>>>>
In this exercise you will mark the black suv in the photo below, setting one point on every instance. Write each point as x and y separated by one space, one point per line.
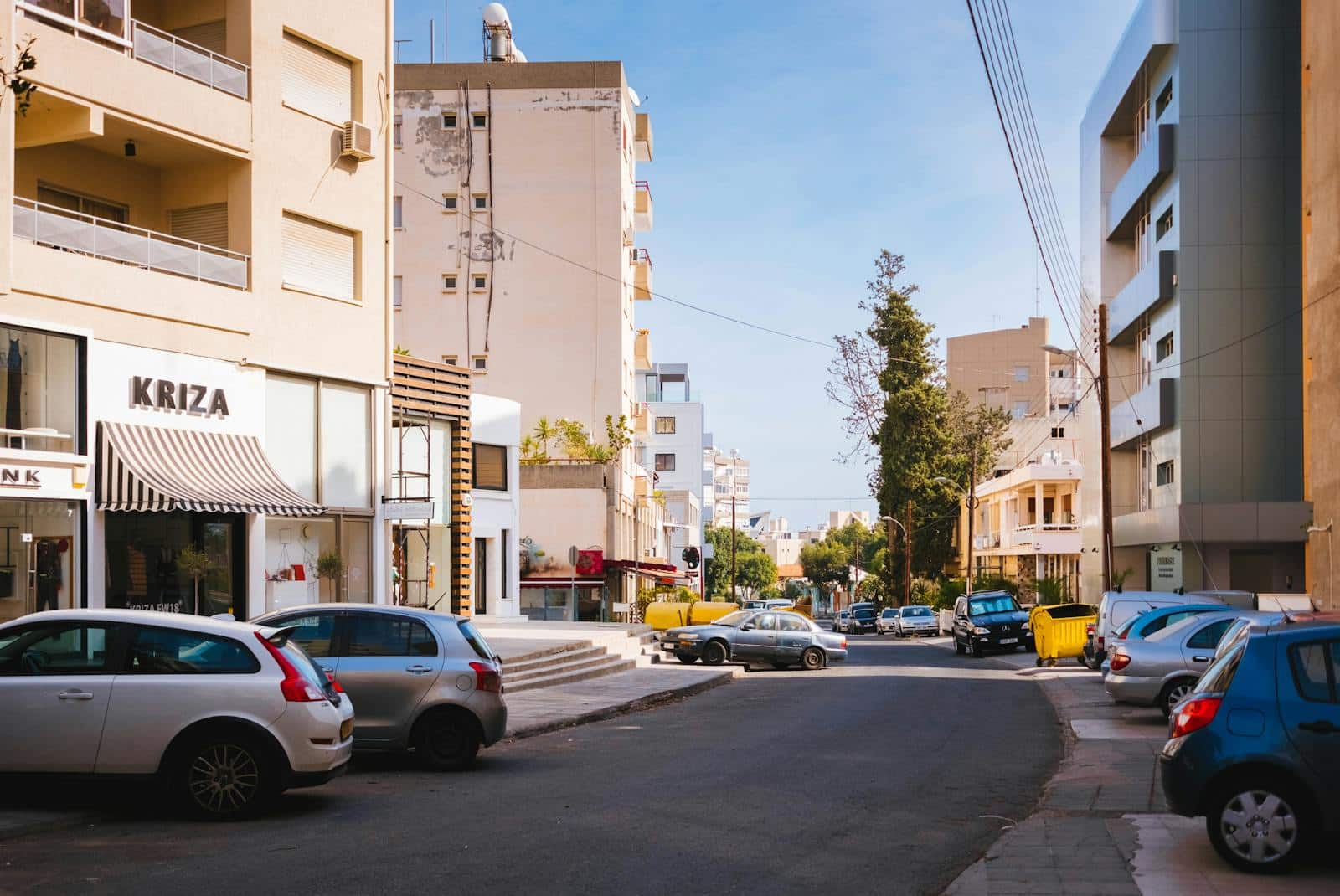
863 618
991 621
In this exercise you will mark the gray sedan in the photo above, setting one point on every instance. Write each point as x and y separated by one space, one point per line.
1163 667
779 638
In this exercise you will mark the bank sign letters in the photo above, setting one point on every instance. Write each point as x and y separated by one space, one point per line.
183 398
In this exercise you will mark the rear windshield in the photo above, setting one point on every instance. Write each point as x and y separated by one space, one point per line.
475 639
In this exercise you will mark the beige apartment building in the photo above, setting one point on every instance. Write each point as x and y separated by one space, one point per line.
516 208
193 287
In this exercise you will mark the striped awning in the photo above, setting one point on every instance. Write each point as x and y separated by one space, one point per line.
156 467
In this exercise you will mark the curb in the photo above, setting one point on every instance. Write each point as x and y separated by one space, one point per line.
620 708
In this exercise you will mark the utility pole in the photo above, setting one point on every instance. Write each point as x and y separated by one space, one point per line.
908 558
1106 435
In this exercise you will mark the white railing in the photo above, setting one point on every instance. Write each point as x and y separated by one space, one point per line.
187 59
59 228
147 43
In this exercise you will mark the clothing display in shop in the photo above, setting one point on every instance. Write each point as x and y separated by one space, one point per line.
49 574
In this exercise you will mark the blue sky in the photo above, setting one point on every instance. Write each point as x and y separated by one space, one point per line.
794 141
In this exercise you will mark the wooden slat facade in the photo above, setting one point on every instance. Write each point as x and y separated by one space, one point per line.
429 390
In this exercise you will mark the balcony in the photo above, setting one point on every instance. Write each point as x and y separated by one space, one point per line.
642 207
1146 291
641 275
140 40
642 138
1152 165
58 228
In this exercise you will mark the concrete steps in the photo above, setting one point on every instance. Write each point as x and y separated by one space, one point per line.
560 665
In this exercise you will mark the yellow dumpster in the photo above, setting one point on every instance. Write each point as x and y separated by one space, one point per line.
1060 630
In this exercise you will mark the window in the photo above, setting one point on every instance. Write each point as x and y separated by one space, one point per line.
489 466
1163 350
1163 100
317 80
57 648
389 635
318 257
1209 636
1163 224
315 634
165 651
1313 670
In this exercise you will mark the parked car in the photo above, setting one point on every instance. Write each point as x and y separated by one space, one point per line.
917 621
1162 668
424 681
862 619
1256 746
772 636
1119 605
225 714
991 621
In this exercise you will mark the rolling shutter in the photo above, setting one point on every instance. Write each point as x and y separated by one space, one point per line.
318 257
205 224
317 80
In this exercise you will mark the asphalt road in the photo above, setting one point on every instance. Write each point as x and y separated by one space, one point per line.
877 775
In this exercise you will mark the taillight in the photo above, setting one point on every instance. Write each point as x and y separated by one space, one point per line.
1194 714
294 687
487 678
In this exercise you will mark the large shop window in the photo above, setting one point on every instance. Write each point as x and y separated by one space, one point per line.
40 395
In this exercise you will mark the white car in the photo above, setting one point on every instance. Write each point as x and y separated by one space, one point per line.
227 714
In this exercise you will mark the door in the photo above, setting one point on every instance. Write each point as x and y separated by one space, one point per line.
1310 706
757 638
388 665
55 685
171 678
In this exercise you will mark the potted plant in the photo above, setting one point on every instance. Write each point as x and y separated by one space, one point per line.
332 565
194 564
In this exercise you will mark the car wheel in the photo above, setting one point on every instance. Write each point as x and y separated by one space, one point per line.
1172 694
1259 826
224 777
446 741
714 654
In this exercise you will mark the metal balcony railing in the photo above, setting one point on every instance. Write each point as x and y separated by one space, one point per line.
147 43
70 230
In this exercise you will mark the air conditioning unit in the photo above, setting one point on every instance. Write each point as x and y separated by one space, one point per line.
358 141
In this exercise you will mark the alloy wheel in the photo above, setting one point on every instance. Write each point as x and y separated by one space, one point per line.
1259 826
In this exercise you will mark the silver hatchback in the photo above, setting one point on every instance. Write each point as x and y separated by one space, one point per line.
421 681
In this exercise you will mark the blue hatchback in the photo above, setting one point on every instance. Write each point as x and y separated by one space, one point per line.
1256 746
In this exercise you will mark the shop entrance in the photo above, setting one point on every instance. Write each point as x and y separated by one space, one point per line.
142 571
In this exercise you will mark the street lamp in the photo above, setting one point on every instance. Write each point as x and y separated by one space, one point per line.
971 500
908 543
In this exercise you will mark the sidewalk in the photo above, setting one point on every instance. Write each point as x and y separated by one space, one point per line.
1102 826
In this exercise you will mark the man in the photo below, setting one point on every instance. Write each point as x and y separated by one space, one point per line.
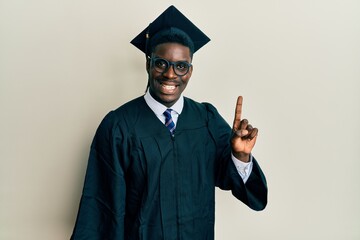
155 161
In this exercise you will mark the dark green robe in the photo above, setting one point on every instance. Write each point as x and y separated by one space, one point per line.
142 183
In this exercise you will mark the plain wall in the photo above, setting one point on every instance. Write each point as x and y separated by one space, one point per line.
64 64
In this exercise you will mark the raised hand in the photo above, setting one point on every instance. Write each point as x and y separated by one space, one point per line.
244 135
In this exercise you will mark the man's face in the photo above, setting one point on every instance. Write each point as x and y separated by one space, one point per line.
167 87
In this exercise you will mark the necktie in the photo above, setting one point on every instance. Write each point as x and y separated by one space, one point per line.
168 121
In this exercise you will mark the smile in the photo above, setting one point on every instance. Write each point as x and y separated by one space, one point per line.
168 88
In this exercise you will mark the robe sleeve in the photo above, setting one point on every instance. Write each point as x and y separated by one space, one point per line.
102 205
254 192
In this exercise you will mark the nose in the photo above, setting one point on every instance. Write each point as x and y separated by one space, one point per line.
170 73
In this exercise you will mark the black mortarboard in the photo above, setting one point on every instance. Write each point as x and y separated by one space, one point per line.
170 18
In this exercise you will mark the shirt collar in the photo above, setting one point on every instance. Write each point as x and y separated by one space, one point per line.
159 108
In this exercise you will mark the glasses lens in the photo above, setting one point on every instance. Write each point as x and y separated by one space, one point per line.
161 65
180 68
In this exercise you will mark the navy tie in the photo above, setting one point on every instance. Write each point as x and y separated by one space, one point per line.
168 121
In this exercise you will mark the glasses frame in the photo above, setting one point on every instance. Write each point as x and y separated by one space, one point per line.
169 64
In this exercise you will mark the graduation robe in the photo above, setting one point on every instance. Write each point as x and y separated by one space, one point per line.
143 183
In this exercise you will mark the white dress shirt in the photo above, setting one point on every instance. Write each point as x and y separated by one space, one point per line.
244 169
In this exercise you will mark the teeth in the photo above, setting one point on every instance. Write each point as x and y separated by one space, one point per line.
168 87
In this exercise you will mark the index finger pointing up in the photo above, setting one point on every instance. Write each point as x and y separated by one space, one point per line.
238 110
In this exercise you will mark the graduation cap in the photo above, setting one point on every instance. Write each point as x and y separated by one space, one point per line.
169 19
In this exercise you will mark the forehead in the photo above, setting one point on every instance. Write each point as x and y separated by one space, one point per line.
172 52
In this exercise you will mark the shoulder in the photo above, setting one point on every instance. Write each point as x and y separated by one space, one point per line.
124 116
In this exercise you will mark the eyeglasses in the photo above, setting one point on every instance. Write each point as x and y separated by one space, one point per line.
161 65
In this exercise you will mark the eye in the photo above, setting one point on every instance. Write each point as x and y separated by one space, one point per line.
160 63
182 66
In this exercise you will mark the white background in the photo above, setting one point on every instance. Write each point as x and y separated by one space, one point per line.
65 63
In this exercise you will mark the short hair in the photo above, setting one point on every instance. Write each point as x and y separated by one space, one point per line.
171 35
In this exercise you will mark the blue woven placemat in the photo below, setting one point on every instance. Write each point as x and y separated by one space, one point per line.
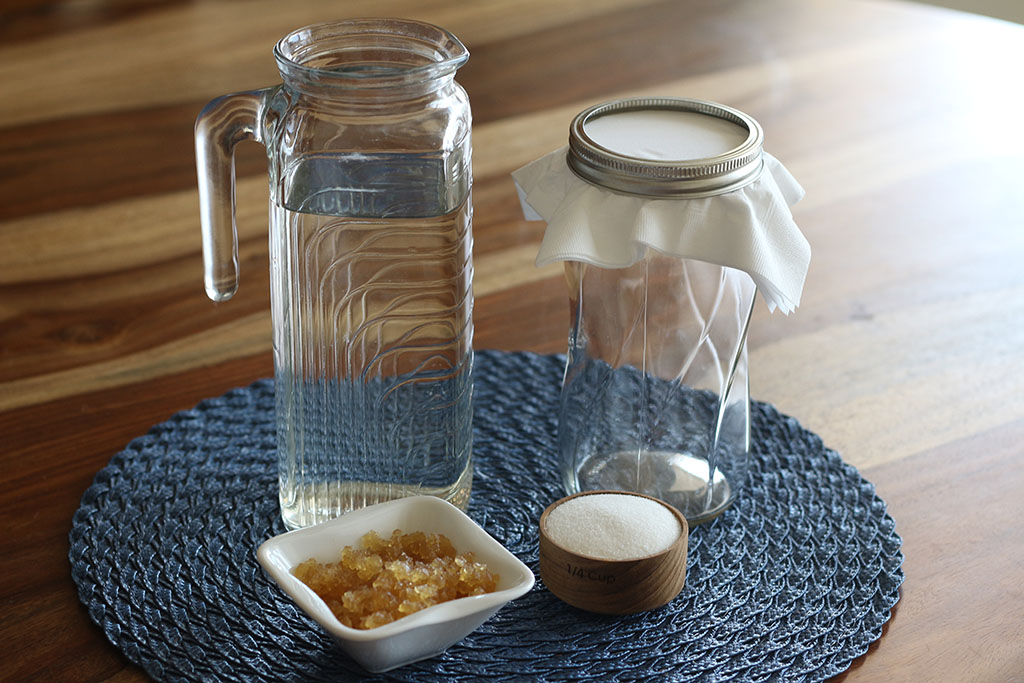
793 583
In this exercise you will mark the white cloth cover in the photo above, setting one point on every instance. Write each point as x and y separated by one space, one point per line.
751 229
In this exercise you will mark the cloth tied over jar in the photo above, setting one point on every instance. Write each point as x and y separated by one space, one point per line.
750 228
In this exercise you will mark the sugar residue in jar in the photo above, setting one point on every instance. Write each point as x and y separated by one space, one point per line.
387 579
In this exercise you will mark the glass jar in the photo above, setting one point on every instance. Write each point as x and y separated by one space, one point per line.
655 395
368 141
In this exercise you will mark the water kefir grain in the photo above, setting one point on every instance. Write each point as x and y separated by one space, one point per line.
612 526
387 579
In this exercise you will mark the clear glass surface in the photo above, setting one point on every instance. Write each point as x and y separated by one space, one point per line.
655 394
369 154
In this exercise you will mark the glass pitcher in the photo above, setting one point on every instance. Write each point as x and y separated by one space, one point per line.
368 141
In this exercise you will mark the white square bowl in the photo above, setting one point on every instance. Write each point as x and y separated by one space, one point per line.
423 634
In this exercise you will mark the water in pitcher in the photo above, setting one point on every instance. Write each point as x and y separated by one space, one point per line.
372 273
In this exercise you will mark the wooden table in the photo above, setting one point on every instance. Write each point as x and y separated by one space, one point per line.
906 354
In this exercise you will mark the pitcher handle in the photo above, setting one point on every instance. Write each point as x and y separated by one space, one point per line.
223 123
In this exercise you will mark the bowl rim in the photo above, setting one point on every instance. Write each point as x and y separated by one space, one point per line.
268 555
674 548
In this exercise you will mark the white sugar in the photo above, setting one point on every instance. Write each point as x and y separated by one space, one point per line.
612 526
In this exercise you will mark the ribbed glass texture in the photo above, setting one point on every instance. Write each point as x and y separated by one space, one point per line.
372 271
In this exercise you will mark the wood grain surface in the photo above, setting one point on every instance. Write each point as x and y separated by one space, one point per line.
906 355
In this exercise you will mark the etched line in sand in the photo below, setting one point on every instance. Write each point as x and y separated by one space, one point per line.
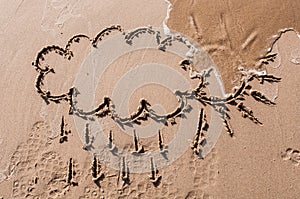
96 172
63 133
155 178
199 139
292 155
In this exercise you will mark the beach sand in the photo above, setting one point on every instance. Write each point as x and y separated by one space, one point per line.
37 160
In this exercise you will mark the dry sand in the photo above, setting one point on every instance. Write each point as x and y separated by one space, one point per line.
260 161
234 32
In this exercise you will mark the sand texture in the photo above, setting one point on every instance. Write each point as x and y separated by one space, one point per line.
107 100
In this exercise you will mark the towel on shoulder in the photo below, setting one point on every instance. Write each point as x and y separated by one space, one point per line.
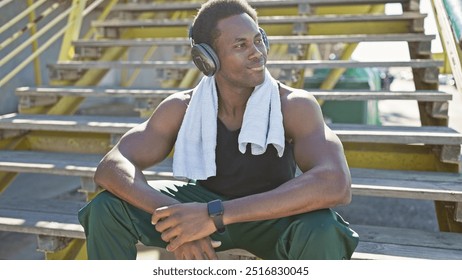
262 125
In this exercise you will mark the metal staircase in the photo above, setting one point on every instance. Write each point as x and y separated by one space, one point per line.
136 53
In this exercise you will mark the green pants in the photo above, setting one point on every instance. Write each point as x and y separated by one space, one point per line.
113 228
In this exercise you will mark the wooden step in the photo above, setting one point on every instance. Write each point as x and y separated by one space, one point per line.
299 39
68 164
193 6
431 135
93 48
357 95
56 218
278 64
265 20
432 186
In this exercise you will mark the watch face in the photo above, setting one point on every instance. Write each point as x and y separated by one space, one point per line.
215 208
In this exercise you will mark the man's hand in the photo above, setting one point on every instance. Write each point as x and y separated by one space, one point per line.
182 223
202 249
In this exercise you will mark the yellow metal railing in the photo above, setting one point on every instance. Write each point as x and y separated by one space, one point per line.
452 52
75 13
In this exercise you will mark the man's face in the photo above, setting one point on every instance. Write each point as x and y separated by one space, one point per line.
241 51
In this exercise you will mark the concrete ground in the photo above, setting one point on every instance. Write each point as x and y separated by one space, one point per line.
362 210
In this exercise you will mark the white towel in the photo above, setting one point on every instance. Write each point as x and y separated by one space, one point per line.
194 156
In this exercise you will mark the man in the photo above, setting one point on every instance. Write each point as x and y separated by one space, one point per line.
238 197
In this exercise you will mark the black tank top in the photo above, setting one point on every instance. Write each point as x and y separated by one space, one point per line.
244 174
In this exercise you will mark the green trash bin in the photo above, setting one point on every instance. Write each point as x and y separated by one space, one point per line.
356 112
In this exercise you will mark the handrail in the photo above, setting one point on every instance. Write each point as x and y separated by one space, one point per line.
45 45
449 45
29 25
21 15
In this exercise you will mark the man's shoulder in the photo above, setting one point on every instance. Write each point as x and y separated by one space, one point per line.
178 98
290 95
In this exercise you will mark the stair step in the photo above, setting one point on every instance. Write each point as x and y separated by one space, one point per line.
69 164
423 95
56 218
264 20
279 64
441 186
183 5
431 135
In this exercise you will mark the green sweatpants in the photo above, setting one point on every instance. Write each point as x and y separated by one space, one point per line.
113 228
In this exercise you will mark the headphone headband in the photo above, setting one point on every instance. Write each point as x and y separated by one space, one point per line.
205 58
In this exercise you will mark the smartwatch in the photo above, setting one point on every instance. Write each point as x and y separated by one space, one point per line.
216 210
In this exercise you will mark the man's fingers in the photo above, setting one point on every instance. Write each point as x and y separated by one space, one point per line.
215 243
159 214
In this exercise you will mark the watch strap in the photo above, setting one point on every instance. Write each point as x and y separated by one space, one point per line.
215 210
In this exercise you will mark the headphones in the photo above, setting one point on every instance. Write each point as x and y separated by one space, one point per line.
205 58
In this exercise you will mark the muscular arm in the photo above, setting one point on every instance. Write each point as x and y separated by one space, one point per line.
120 171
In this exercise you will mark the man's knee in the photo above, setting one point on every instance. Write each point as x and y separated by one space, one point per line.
98 209
320 235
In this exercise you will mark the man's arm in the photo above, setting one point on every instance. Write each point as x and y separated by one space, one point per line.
325 181
147 144
120 171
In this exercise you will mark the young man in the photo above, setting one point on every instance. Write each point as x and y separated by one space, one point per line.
241 193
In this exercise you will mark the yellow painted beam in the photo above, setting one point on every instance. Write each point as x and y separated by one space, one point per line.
73 31
90 143
75 250
33 30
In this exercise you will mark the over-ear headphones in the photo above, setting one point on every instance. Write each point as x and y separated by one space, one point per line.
205 58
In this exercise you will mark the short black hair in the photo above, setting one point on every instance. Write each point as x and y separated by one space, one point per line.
204 26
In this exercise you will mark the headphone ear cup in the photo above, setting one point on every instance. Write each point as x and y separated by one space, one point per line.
264 38
205 59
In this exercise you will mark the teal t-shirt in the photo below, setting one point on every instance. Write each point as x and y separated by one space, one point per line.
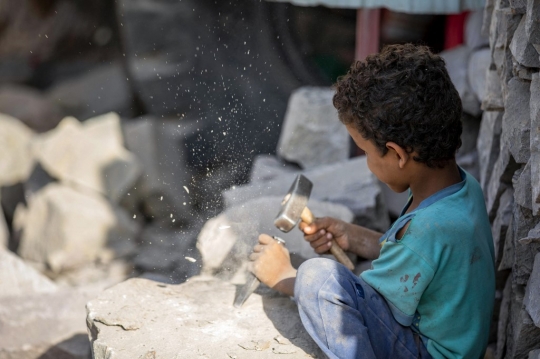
<<<<
All lines from the one holding "In this exercise you will mark the man's knee" through the last line of the entries, and nothing else, are to be output exactly; leave out the pictures.

• [Output]
In this exercise you will mark the man's knee in the photo above, setting one point on every instance. Write each point as x and y separated by one space, one point per line.
98 209
320 235
In this exercise you will mark the man's arm in the photo above, setting one point on every instance. Write each point as x and y separated by one space, one point per line.
325 181
147 144
120 171
In this exercise you will mark the young man in the photo above, setting one point on every instance. Write each point as x and y separated by one space, one point per line.
241 193
In this exercise you will mark the yellow painted beam in the photo above, setting one point on every instance. Write each point as x and y separated by one space, one point per line.
73 31
90 143
75 250
33 30
In this exercise you will mark the over-ear headphones in the photo above, setting one point on every instance. Write each point as x and y separated by one space, one point per line.
205 58
In this exercise you will mark the short black hair in the photo above, setting one point on every instance. Write each point as x and y separated by one space, one point per line.
204 26
In this exercise you will mark the headphone ear cup in the photo above, setting one point on every instance. Write each point as x and y separated by one space, one point per line.
264 38
205 59
In this exercise you will mark the teal t-shirt in the photo below, setting one point on every instance. Write each point as x and y separated by one space, one point per line.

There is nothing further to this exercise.